- TO BE DONE
Rewrite the material below with "format" in place of "layout" and everything else left as it is.

- STORED DATA
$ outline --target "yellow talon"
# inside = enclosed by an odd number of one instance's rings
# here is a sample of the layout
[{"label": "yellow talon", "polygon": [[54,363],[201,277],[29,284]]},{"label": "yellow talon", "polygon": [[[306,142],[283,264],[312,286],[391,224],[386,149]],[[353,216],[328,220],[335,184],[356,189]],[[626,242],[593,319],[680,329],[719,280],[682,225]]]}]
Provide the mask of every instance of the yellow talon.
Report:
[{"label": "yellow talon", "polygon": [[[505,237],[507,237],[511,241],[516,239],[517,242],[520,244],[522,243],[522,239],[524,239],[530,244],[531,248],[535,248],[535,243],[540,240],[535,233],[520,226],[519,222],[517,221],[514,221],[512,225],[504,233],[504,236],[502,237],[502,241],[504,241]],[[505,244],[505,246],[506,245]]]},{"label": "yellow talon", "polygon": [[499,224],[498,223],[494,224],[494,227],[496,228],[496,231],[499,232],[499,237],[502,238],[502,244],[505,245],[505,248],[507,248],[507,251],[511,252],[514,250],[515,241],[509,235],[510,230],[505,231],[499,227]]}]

- OUTPUT FOR THIS EXERCISE
$ outline --target "yellow talon"
# inside = enclosed by an odd number of one instance's rings
# here is a sample of the format
[{"label": "yellow talon", "polygon": [[54,363],[201,277],[29,284]]},{"label": "yellow talon", "polygon": [[[306,142],[283,264],[312,286],[391,224],[386,149]],[[353,216],[328,220],[335,184],[356,189]],[[626,242],[593,319],[680,329],[719,280],[682,225]]]}]
Provide the mask of every instance of the yellow talon.
Report:
[{"label": "yellow talon", "polygon": [[[505,237],[507,237],[511,241],[516,239],[517,242],[520,244],[522,243],[522,239],[524,239],[530,244],[531,248],[535,248],[535,243],[540,240],[535,233],[520,226],[519,222],[517,221],[514,221],[512,225],[504,233],[504,236],[502,237],[502,241],[504,241]],[[505,244],[505,246],[506,245]]]},{"label": "yellow talon", "polygon": [[499,224],[498,223],[494,224],[494,227],[496,228],[496,231],[499,232],[499,237],[502,238],[502,244],[505,245],[505,248],[507,248],[507,251],[511,252],[514,250],[515,241],[509,235],[510,230],[505,231],[499,227]]}]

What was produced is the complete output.